◆ BRIEF ◆
Although the entries contain pictures, only their text goes into the copy, set down exactly.

◆ AVAILABLE DATA ◆
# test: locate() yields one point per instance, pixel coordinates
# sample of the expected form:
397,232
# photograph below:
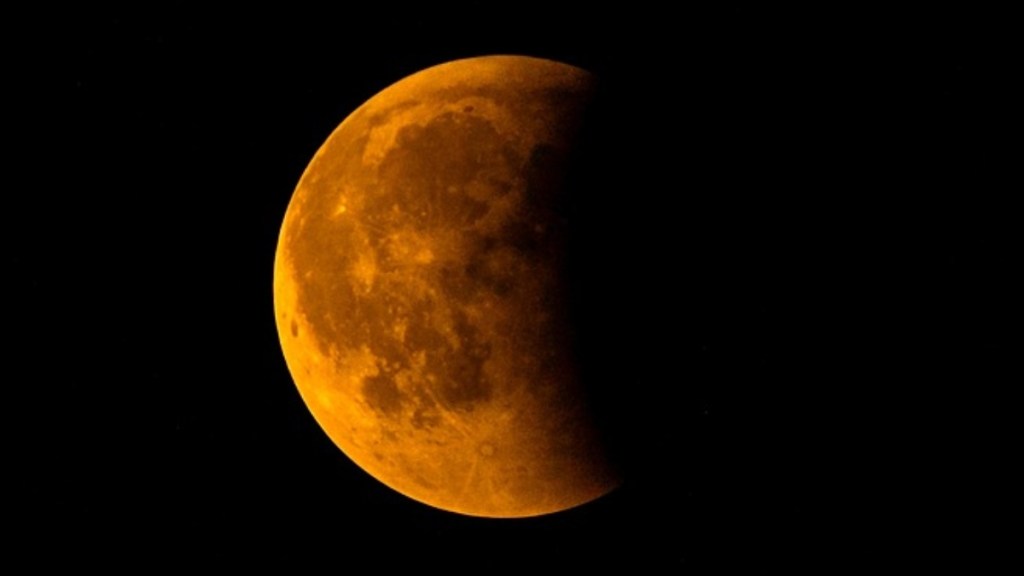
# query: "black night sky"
801,276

◆ WRITTEN SOLUTION ◆
# test: locate() yields one point per instance, pixel coordinates
# sample of the expected form:
397,232
# photograph below:
# query: "black night sky"
801,276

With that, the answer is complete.